### Task directions
Return each line of the entries below that contains the word "chair", copying every such line in full.
+++ Data provided +++
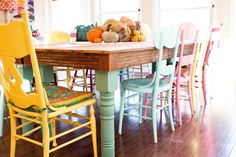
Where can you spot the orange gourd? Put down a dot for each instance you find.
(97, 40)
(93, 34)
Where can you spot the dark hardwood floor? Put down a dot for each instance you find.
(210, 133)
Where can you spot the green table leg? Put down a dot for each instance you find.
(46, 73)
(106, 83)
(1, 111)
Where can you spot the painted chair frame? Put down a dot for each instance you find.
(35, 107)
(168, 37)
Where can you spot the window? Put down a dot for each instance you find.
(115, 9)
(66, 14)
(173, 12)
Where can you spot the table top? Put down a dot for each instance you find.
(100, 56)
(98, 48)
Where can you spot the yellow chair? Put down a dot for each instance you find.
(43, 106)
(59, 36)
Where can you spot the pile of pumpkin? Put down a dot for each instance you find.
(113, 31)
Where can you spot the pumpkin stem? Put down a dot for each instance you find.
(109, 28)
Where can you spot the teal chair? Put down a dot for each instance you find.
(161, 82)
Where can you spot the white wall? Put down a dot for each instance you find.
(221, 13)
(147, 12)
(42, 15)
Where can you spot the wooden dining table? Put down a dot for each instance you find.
+++
+++ Data provided +++
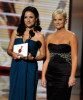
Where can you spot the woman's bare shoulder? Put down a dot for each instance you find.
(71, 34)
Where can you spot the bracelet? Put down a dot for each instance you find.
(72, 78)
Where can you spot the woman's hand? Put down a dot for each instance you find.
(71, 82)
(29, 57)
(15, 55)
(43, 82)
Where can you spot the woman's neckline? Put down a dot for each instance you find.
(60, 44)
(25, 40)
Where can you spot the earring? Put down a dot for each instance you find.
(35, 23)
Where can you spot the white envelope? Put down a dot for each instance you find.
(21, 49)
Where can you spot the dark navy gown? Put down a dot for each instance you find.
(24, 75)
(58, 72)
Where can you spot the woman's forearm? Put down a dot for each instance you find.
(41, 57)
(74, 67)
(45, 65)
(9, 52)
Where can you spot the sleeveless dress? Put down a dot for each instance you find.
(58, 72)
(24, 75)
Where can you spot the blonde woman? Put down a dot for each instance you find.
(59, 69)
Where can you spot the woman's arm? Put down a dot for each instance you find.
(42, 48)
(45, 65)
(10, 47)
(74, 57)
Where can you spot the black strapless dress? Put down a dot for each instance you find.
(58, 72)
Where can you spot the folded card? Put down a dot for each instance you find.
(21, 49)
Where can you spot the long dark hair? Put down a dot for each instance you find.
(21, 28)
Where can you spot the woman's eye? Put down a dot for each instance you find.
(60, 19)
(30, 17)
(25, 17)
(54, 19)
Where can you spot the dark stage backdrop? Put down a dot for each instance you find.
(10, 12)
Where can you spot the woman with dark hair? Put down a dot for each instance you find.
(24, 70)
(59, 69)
+++
+++ Data provided +++
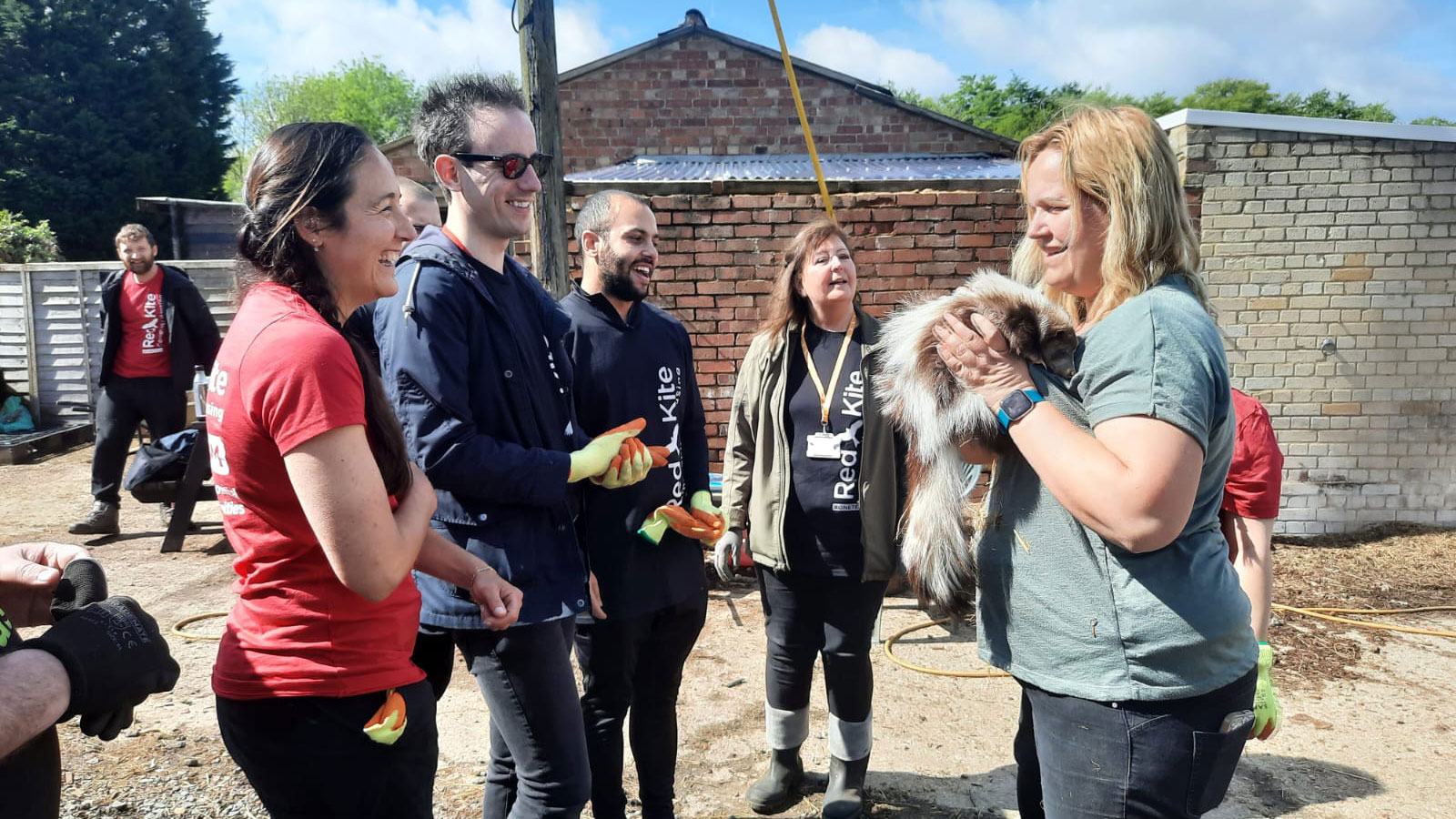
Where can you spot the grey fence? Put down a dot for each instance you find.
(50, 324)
+++
### Exercise solution
Where can you spot the painted chair frame? Put down a dot for each instance you find.
Where can you spot the yellow chair? Put down a dot for each instance you find.
Where can you spot the teal chair? Put down a dot for each instance you find.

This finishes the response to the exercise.